'''
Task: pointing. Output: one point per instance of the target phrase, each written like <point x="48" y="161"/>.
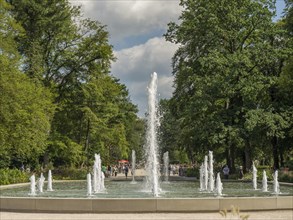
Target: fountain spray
<point x="219" y="185"/>
<point x="166" y="165"/>
<point x="205" y="172"/>
<point x="133" y="166"/>
<point x="41" y="181"/>
<point x="89" y="184"/>
<point x="276" y="183"/>
<point x="49" y="187"/>
<point x="33" y="185"/>
<point x="254" y="176"/>
<point x="264" y="182"/>
<point x="152" y="166"/>
<point x="211" y="172"/>
<point x="201" y="178"/>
'''
Instruction: Render the listing above as a Markdown table with two columns, Row and Line, giving each nonblank line its own numbered row. Leave the pictures out of the table.

Solution to the problem:
| Row | Line |
|---|---|
| 1 | Task: pointing. Output: one point per instance of the target phrase, each written like <point x="48" y="161"/>. |
| 2 | Target: fountain spray |
| 3 | <point x="219" y="185"/> |
| 4 | <point x="166" y="165"/> |
| 5 | <point x="205" y="172"/> |
| 6 | <point x="133" y="166"/> |
| 7 | <point x="41" y="181"/> |
| 8 | <point x="89" y="184"/> |
| 9 | <point x="276" y="183"/> |
| 10 | <point x="49" y="187"/> |
| 11 | <point x="33" y="185"/> |
| 12 | <point x="254" y="176"/> |
| 13 | <point x="264" y="182"/> |
| 14 | <point x="152" y="166"/> |
| 15 | <point x="211" y="172"/> |
| 16 | <point x="201" y="178"/> |